ИЗБРАННЫЙ ФРАГМЕНТ =>
★ ★ ★ ★ ★ ★ ★
Эмиль Мань - Повседневная жизнь в эпоху Людовика XIII
За редким исключением, поэты той эпохи одевались, подобно буржуа, в черную или серую одежду, тем самым как бы отвергая свою принадлежность к дворянству. Почему они так делали? Может быть потому, что эти костюмы, сшитые из практически неизносимой шерстяной ткани, обходились дешевле, чем атласные наряды, в каких ходили придворные? А может быть потому, что социальная среда, из которой они вышли, принуждала их напяливать на себя эти малопривлекательные туалеты? Ох, до чего же трудно проникнуть в эту тайну…
Было бы чрезмерным преувеличением утверждать, будто абсолютно все литераторы начала XVII столетия страдали хроническим безденежьем. Напротив, среди них встречались люди довольно состоятельные, более того – владевшие имуществом, которое позволяло им и вовсе не задумываться о материальных трудностях жизни. Скажем, Ракан, чьи земли и замки приносили весьма значительные доходы[114], или Марен Леруа, который получил в 1632 г. от отца огромную библиотеку, стоившую 3 000 ливров, сеньорию в Гомбервиле, ферму, отдаваемую в аренду Капитулу, не говоря уж о трех доходных домах, расположенных на самых больших проезжих улицах столицы.
Некоторые, прежде чем окунуться с головой в литературную карьеру, успевали позаботиться о том, чтобы получить должность в органах правосудия, в административных или военных учреждениях, которая обеспечивала бы ежедневное пропитание. К примеру, Бальтазар Баро состоял в должности советника Парламента; у Корнеля имелось свое финансовое агентство; Вуатюру при Гастоне Орлеанском была отведена роль лица, представляющего послов; Кальпренед, типичный представитель тех, кого в ту эпоху называли «пишущей братией»[115], тем не менее считал себя отнюдь не литератором, а солдатом, и свой воинский долг исполнял между сочинением романов весьма энергично. Эти люди, находившиеся «при деле», считались осторожными и предусмотрительными: пусть даже им на литературном поприще везло не больше, чем предыдущим нашим персонажам, они, по крайней мере, не испытывали мук голода.
★ ★ ★ ★ ★ ★ ★
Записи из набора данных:
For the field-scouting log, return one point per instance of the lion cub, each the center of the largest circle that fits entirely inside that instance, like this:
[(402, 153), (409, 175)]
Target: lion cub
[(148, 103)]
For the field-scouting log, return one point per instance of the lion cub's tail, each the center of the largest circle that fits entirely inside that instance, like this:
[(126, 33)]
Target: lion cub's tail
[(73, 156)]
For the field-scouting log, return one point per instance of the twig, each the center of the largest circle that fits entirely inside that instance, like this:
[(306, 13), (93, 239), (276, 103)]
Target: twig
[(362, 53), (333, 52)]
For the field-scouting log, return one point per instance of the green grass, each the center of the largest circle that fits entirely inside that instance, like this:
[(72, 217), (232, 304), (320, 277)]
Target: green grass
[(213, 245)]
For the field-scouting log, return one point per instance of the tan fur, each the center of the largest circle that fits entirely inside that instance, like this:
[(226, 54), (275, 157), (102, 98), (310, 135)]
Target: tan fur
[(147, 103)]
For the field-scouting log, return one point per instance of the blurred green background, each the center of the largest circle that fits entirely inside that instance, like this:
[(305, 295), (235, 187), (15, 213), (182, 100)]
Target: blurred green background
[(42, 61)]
★ ★ ★ ★ ★ ★ ★
КОРОТКАЯ ЗАДАЧА 1 => Какую должность занимал Бальтазар Баро, согласно отрывку о литераторах эпохи Людовика XIII?
КОРОТКАЯ ЗАДАЧА 2 => Отредактируйте отрывок о литераторах эпохи Людовика XIII: перепишите его начиная со слов «Некоторые, прежде чем» вплоть до слов «испытывали мук голода.» включительно, заменив «солдатом» на «воином».
КОРОТКАЯ ЗАДАЧА 3 => Каких литераторов отрывок о литераторах эпохи Людовика XIII называет по имени? Перечислите всех.
Этот материал с отрывком никак не связан.

ПИСЬМЕННЫЙ ОТВЕТ 1 => Он был советником Парламента.

ПИСЬМЕННЫЙ ОТВЕТ 2 =>
Некоторые, прежде чем окунуться с головой в литературную карьеру, успевали позаботиться о том, чтобы получить должность в органах правосудия, в административных или военных учреждениях, которая обеспечивала бы ежедневное пропитание. К примеру, Бальтазар Баро состоял в должности советника Парламента; у Корнеля имелось свое финансовое агентство; Вуатюру при Гастоне Орлеанском была отведена роль лица, представляющего послов; Кальпренед, типичный представитель тех, кого в ту эпоху называли «пишущей братией»[115], тем не менее считал себя отнюдь не литератором, а воином, и свой воинский долг исполнял между сочинением романов весьма энергично. Эти люди, находившиеся «при деле», считались осторожными и предусмотрительными: пусть даже им на литературном поприще везло не больше, чем предыдущим нашим персонажам, они, по крайней мере, не испытывали мук голода.

ПИСЬМЕННЫЙ ОТВЕТ 3 => Ракан, Марен Леруа, Бальтазар Баро, Корнель, Вуатюр, Кальпренед